Copy the Tyrone Huntley biography between "British actor (born" and "Jesus Christ Superstar.", inclusive, replacing "Judas" with "Pontius Pilate".

Passage to read:
* * * * *

- Born: March 1989 (age 37) Lincoln, England
- Education: Mountview Academy of Theatre Arts
- Occupation: Actor

= Tyrone Huntley =

British actor (born 1989)

Tyrone Huntley (born March 1989) is a British actor, best known for his work in musical theatre.

==Career==
Early theatre roles included TJ in the UK tour of Sister Act, Doctor in the original London cast of The Book of Mormon and Gator in the original London cast of Memphis.

In summer 2016 he played the role of Judas in Jesus Christ Superstar at the Regent's Park Open Air Theatre. He received great acclaim for his performance and was nominated for both the Whatsonstage Award for Best Supporting Actor in a Musical, and the Laurence Olivier Award for Best Actor in a Musical. He reprised the role in summer 2017.

From November 2016 to June 2017 he played C.C. White in Dreamgirls as part of the original London cast. Huntley left the production in June 2017 to return to his award-winning performance in Jesus Christ Superstar.

In 2019 he directed Ain't Misbehavin' at Southwark Playhouse, a musical revue of the life of Fats Waller. The Guardian described it as 'an immensely likable romp through the songs of Fats Waller that is an escapist slice of 1920s Harlem"

Huntley was cast as Barnaby in the 2020 West End revival of Hello, Dolly! which was to star Imelda Staunton in the title role. The run was cancelled due to the outbreak of COVID-19. He subsequently returned to the role of Judas in a socially distanced concert version of Jesus Christ Superstar at Regent's Park Open Air Theatre, sharing the role with Ricardo Afonso.

On December 2, 2021, Huntley began reprising the role of Judas in the North American tour of Jesus Christ Superstar following the arrest of previous Judas performer, James D. Beeks, for his involvement in the 2021 United States Capitol attack.

* * * * *

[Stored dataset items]
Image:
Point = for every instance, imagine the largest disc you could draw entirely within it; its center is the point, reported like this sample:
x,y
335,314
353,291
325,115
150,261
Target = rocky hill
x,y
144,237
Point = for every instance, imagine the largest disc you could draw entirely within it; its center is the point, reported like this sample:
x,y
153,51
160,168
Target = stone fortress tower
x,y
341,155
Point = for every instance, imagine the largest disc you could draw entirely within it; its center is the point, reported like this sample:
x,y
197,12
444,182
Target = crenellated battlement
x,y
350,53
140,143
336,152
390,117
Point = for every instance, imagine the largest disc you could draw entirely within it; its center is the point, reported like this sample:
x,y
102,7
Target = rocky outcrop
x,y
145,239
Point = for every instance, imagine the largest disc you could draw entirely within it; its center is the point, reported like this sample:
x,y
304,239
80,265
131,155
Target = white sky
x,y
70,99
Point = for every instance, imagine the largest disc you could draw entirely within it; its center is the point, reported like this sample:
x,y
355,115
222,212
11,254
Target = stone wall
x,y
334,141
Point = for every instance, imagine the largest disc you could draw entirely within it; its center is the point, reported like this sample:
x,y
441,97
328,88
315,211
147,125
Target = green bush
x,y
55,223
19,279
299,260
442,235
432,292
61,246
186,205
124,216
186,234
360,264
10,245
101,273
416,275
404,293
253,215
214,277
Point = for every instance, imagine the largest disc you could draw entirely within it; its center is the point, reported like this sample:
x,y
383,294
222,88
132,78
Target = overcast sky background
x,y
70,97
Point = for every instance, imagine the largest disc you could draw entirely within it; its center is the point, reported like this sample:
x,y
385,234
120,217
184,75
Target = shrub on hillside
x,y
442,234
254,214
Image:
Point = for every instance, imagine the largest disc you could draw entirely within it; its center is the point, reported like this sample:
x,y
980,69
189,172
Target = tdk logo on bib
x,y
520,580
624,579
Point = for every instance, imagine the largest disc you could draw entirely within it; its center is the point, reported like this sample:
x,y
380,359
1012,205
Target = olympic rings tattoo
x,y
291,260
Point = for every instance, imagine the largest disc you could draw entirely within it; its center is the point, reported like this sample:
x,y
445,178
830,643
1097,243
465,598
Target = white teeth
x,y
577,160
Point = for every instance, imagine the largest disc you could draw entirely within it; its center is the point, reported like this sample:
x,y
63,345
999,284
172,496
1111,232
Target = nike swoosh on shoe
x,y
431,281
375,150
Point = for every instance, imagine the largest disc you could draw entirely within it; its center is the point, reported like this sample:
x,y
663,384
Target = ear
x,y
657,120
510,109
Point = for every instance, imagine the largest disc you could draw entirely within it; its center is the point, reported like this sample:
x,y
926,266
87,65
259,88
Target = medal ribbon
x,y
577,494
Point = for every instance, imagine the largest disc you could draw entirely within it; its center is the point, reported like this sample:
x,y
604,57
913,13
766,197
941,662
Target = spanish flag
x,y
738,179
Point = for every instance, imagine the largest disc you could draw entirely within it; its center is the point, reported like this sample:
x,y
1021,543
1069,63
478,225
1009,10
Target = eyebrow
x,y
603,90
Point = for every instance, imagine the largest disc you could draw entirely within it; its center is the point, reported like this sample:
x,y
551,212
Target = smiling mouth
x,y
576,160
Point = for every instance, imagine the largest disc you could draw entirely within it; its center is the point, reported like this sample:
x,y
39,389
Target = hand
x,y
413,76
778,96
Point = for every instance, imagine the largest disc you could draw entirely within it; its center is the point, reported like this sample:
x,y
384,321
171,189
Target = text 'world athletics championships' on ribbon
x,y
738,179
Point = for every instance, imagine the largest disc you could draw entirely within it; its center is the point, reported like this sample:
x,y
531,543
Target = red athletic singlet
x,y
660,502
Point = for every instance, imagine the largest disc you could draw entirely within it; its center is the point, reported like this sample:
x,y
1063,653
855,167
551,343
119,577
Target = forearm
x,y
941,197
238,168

* * * * *

Result for this task:
British actor (born 1989)

Tyrone Huntley (born March 1989) is a British actor, best known for his work in musical theatre.

==Career==
Early theatre roles included TJ in the UK tour of Sister Act, Doctor in the original London cast of The Book of Mormon and Gator in the original London cast of Memphis.

In summer 2016 he played the role of Pontius Pilate in Jesus Christ Superstar at the Regent's Park Open Air Theatre. He received great acclaim for his performance and was nominated for both the Whatsonstage Award for Best Supporting Actor in a Musical, and the Laurence Olivier Award for Best Actor in a Musical. He reprised the role in summer 2017.

From November 2016 to June 2017 he played C.C. White in Dreamgirls as part of the original London cast. Huntley left the production in June 2017 to return to his award-winning performance in Jesus Christ Superstar.